→ Data to use
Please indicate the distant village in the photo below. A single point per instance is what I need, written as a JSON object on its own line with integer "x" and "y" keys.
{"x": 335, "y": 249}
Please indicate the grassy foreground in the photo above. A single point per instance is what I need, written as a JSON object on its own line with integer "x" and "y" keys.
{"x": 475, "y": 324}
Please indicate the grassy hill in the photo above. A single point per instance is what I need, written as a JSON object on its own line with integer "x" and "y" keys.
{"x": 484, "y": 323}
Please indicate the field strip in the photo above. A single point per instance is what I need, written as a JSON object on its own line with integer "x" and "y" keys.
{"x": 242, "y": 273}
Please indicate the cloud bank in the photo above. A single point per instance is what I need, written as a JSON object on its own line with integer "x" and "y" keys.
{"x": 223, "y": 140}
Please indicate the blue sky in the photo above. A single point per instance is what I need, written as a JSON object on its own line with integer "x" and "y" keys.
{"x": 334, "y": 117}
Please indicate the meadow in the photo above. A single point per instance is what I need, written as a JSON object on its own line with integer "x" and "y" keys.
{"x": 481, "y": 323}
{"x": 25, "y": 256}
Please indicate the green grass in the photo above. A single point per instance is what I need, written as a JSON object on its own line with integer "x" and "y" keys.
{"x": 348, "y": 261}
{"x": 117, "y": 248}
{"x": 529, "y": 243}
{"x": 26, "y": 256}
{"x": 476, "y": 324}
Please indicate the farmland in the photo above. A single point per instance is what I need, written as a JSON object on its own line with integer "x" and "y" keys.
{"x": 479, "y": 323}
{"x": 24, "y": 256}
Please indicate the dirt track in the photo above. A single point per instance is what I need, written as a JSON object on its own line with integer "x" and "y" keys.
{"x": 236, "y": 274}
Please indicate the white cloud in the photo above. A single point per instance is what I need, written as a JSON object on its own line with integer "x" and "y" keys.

→ Task requirements
Line by line, retype all of the entries.

→ Result of this task
Please indicate the distant village in the photo below. A single point per instance is what I need, written as a JSON object on its own line with integer "x" and "y" keys.
{"x": 335, "y": 249}
Please indicate the grassy foreground in the photo above. A single point per instance is what I need, written as a JSON object on its own line with integer "x" and "y" keys.
{"x": 475, "y": 324}
Please indicate the grassy hill in the photo above. A single point per instance is what I need, written as a JSON object on its own line with integer "x" and "y" keys.
{"x": 484, "y": 323}
Please indicate the field strip in the photo above. A single point per instance is what I need, written as a JSON object on its own line with integer "x" and "y" keys.
{"x": 242, "y": 273}
Please indicate the cloud bank in the photo above. A single point per instance is what I need, written as a JSON object on its own line with integer "x" and "y" keys.
{"x": 223, "y": 140}
Please indicate the blue sky in the photo above. A single point per instance is what I need, written as a JSON object on its own line with integer "x" and "y" keys.
{"x": 334, "y": 117}
Please indicate the meadow in the photo above. A single point per instance is what I need, written as a JSON object on its own line with integer "x" and "y" keys.
{"x": 481, "y": 323}
{"x": 25, "y": 256}
Please indicate the green grass in the photo above. A single point per instance is what I need, written as a JSON object on its own line with integer "x" and "y" keys.
{"x": 348, "y": 261}
{"x": 117, "y": 248}
{"x": 529, "y": 243}
{"x": 26, "y": 256}
{"x": 476, "y": 324}
Please indicate the farmland in the photo above. A single point per instance is what I need, written as a JSON object on its own line with integer "x" and "y" keys.
{"x": 479, "y": 323}
{"x": 24, "y": 256}
Please indicate the dirt track in the photo above. A single point per instance is what I need, written as a JSON object on its own line with integer "x" and "y" keys.
{"x": 236, "y": 274}
Please indicate the white cloud in the photo above. A single point per instance is what I need, written as a JSON object on its own line with integer "x" and "y" keys.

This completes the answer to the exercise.